== Data for review ==
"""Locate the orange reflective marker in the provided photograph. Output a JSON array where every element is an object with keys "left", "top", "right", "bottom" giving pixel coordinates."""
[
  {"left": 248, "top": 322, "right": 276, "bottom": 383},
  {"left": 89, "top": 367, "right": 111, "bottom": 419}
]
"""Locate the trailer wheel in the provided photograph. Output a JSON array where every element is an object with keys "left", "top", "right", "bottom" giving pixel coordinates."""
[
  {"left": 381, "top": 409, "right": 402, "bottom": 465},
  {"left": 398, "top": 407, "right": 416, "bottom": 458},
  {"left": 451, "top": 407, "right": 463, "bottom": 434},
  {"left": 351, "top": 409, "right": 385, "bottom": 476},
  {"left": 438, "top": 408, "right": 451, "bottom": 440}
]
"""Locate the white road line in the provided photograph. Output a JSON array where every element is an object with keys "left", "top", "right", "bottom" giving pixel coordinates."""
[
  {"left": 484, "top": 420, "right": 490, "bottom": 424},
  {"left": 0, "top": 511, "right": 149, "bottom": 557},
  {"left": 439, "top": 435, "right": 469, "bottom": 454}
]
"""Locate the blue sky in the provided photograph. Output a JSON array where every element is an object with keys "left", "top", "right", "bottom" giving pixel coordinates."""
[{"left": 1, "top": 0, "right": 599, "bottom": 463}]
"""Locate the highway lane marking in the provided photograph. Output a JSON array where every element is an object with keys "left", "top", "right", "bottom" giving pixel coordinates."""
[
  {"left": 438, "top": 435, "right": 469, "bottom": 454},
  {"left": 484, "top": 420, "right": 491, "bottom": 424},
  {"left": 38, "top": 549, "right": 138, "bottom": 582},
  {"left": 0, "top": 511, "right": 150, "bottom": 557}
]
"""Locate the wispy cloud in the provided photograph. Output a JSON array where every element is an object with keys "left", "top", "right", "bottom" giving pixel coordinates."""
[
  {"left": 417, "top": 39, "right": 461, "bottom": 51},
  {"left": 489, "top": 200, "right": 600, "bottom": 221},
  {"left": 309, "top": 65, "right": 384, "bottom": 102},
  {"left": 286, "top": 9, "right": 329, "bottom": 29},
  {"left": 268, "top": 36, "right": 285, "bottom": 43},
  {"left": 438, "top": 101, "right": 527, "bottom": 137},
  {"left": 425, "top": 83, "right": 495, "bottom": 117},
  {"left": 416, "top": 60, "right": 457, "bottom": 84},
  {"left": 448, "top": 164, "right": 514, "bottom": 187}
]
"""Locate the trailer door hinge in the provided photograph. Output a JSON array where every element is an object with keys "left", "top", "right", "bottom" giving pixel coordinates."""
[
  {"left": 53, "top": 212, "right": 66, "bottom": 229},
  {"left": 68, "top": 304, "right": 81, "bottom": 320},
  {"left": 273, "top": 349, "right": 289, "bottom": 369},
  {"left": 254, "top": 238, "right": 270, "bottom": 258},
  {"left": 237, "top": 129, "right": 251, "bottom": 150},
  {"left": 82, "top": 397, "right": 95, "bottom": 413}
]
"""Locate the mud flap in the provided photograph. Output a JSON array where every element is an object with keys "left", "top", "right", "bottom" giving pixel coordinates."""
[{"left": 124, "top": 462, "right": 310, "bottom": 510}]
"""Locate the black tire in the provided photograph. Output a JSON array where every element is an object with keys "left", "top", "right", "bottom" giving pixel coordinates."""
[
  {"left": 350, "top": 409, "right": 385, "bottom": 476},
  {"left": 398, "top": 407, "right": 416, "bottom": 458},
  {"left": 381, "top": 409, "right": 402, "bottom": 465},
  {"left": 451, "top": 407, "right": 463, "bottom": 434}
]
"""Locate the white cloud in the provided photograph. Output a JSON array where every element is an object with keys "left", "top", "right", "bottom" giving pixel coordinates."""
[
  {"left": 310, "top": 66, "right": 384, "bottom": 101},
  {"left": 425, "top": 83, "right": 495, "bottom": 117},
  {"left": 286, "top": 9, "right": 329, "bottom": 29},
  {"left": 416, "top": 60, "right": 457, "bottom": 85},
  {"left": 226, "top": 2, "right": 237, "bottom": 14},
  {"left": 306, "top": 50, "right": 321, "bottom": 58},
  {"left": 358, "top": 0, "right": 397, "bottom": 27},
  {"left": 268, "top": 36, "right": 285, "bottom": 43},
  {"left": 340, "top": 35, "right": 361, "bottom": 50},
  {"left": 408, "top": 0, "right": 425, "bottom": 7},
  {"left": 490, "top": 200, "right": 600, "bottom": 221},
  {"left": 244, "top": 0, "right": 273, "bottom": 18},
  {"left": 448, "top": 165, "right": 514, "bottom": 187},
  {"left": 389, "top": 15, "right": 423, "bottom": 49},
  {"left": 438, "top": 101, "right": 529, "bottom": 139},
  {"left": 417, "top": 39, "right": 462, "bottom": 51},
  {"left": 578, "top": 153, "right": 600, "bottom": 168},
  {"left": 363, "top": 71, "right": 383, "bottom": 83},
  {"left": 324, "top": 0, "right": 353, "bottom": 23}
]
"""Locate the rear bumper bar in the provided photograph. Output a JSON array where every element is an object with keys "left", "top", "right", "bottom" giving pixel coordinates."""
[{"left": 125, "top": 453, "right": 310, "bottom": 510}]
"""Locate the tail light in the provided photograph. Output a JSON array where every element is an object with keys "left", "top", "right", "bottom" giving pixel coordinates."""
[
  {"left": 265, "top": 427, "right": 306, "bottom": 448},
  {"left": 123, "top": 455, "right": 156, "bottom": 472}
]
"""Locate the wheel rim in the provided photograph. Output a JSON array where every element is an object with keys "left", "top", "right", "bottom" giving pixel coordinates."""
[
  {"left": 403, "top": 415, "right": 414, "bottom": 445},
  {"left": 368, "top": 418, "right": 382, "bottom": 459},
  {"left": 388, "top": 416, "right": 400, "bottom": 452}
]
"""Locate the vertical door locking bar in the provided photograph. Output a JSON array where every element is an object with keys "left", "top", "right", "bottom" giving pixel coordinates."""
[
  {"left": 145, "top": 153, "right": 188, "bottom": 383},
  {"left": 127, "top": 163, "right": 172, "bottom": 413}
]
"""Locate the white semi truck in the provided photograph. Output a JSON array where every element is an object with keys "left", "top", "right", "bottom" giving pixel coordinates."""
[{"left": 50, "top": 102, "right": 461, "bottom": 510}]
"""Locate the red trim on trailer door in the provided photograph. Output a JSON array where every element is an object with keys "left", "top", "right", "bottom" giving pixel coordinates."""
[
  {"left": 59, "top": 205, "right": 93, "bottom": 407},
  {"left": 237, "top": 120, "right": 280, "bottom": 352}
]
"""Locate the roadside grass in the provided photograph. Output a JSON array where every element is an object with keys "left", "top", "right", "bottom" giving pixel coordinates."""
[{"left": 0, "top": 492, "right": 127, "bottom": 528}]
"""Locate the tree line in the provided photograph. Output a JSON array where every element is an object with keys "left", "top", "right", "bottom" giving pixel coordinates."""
===
• [Aim of the exercise]:
Output each record precisely as written.

• [Exercise solution]:
"""Locate the orange reflective marker in the provided photograph. Output a JSON array where every element is an object with keys "left", "top", "right", "bottom" giving pixel coordinates."""
[
  {"left": 248, "top": 322, "right": 276, "bottom": 383},
  {"left": 89, "top": 367, "right": 111, "bottom": 419}
]
"""Locate the trailer wheel in the provided photograph. Output a JSON array where every element is an object with keys "left", "top", "right", "bottom" giving pixel coordinates."""
[
  {"left": 381, "top": 409, "right": 402, "bottom": 465},
  {"left": 398, "top": 407, "right": 416, "bottom": 458},
  {"left": 451, "top": 407, "right": 463, "bottom": 434},
  {"left": 351, "top": 409, "right": 385, "bottom": 476},
  {"left": 438, "top": 408, "right": 451, "bottom": 440}
]
"""Locate the white road line in the provided photograph. Output a JSON array where every element is an object with keys "left", "top", "right", "bottom" giving pixel coordinates."""
[
  {"left": 484, "top": 420, "right": 490, "bottom": 424},
  {"left": 0, "top": 511, "right": 149, "bottom": 557},
  {"left": 439, "top": 435, "right": 469, "bottom": 454}
]
"""Locate the blue sky in the provided photograph. Output a JSON array where every element is an object with keys "left", "top", "right", "bottom" giving pixel coordinates."""
[{"left": 1, "top": 0, "right": 599, "bottom": 463}]
"""Locate the highway lane marking in the provided photograph. Output a JSON array where every element is an object with keys "left", "top", "right", "bottom" giving pixel coordinates."""
[
  {"left": 438, "top": 435, "right": 469, "bottom": 454},
  {"left": 484, "top": 420, "right": 491, "bottom": 424},
  {"left": 38, "top": 549, "right": 138, "bottom": 582},
  {"left": 0, "top": 511, "right": 150, "bottom": 557}
]
"""Locate the wispy cloud in the provided photograph. Output a JSON array where every element is an object with keys "left", "top", "right", "bottom" giving pixel coordinates."""
[
  {"left": 417, "top": 39, "right": 461, "bottom": 51},
  {"left": 489, "top": 200, "right": 600, "bottom": 221},
  {"left": 309, "top": 65, "right": 384, "bottom": 102},
  {"left": 286, "top": 9, "right": 329, "bottom": 29},
  {"left": 268, "top": 36, "right": 285, "bottom": 43},
  {"left": 438, "top": 101, "right": 527, "bottom": 137},
  {"left": 425, "top": 83, "right": 495, "bottom": 117},
  {"left": 416, "top": 60, "right": 457, "bottom": 84},
  {"left": 448, "top": 164, "right": 514, "bottom": 187}
]
"""Locate the trailer door hinge in the provided photograph. Output a JSON array where every element is an object with keys "left", "top", "right", "bottom" giving pixel coordinates."""
[
  {"left": 53, "top": 212, "right": 66, "bottom": 229},
  {"left": 68, "top": 304, "right": 81, "bottom": 320},
  {"left": 273, "top": 349, "right": 289, "bottom": 369},
  {"left": 254, "top": 238, "right": 270, "bottom": 258},
  {"left": 237, "top": 129, "right": 251, "bottom": 150},
  {"left": 82, "top": 397, "right": 95, "bottom": 413}
]
"""Locate the mud flap in the provided photograph. Output a JSON array where every element is an object with keys "left", "top", "right", "bottom" giving pixel coordinates."""
[{"left": 124, "top": 462, "right": 310, "bottom": 510}]
"""Locate the black tire in the provided photograph. Output a JSON array where every element is an object with keys "left", "top", "right", "bottom" giving pixel coordinates."""
[
  {"left": 350, "top": 409, "right": 385, "bottom": 476},
  {"left": 398, "top": 407, "right": 416, "bottom": 458},
  {"left": 381, "top": 409, "right": 402, "bottom": 465},
  {"left": 451, "top": 407, "right": 463, "bottom": 434}
]
"""Locate the white cloud in the provided photograph. Output a JSON array where every element is an object with keys "left", "top", "right", "bottom" giving pixel coordinates."""
[
  {"left": 310, "top": 66, "right": 384, "bottom": 101},
  {"left": 425, "top": 83, "right": 495, "bottom": 117},
  {"left": 286, "top": 9, "right": 329, "bottom": 29},
  {"left": 416, "top": 60, "right": 457, "bottom": 85},
  {"left": 226, "top": 2, "right": 237, "bottom": 14},
  {"left": 306, "top": 50, "right": 321, "bottom": 58},
  {"left": 358, "top": 0, "right": 397, "bottom": 27},
  {"left": 268, "top": 36, "right": 285, "bottom": 43},
  {"left": 340, "top": 35, "right": 361, "bottom": 50},
  {"left": 408, "top": 0, "right": 425, "bottom": 7},
  {"left": 490, "top": 200, "right": 600, "bottom": 221},
  {"left": 244, "top": 0, "right": 273, "bottom": 18},
  {"left": 448, "top": 165, "right": 514, "bottom": 187},
  {"left": 389, "top": 15, "right": 423, "bottom": 49},
  {"left": 438, "top": 101, "right": 529, "bottom": 139},
  {"left": 417, "top": 39, "right": 462, "bottom": 51},
  {"left": 578, "top": 153, "right": 600, "bottom": 168},
  {"left": 363, "top": 71, "right": 383, "bottom": 83},
  {"left": 324, "top": 0, "right": 353, "bottom": 23}
]
"""Locate the rear bumper bar in the provided photograph. Output a JSON array where every element is an object with keys "left", "top", "right", "bottom" giving pixel coordinates."""
[{"left": 125, "top": 453, "right": 310, "bottom": 510}]
"""Locate the tail light in the provided photograph. Output a JSON array where every element is an object with keys "left", "top", "right", "bottom" giving pixel coordinates."""
[
  {"left": 265, "top": 427, "right": 306, "bottom": 448},
  {"left": 123, "top": 455, "right": 156, "bottom": 472}
]
"""Locate the wheel rim in the provided photograph. Output a JSON array where every element is an object with keys "left", "top", "right", "bottom" giving pixel coordinates."""
[
  {"left": 403, "top": 415, "right": 414, "bottom": 445},
  {"left": 368, "top": 418, "right": 382, "bottom": 459},
  {"left": 388, "top": 416, "right": 400, "bottom": 452}
]
"""Locate the vertical door locking bar in the provided photograph. Output a JSON array where every element is an object with keys "left", "top", "right", "bottom" giving pixel coordinates."""
[
  {"left": 145, "top": 153, "right": 188, "bottom": 383},
  {"left": 127, "top": 163, "right": 172, "bottom": 413}
]
"""Locate the white semi truck in the provided photograph. Output a JSON array where every element is an object with keys "left", "top", "right", "bottom" giving pixel coordinates."""
[{"left": 50, "top": 102, "right": 461, "bottom": 510}]
"""Locate the red trim on trailer door in the provided photograph. Output a JSON array where every element is an object with keys "left", "top", "right", "bottom" giving pixel coordinates."""
[
  {"left": 59, "top": 205, "right": 93, "bottom": 407},
  {"left": 237, "top": 120, "right": 280, "bottom": 352}
]
"""Locate the roadside grass in the provided photograph. Output a JSON array where every element is an object with keys "left", "top", "right", "bottom" giving pixel coordinates."""
[{"left": 0, "top": 492, "right": 127, "bottom": 528}]
"""Locate the tree line in the provided photograph. Output a JSON array where every element is an object with keys "left", "top", "right", "bottom" giving pixel coordinates."""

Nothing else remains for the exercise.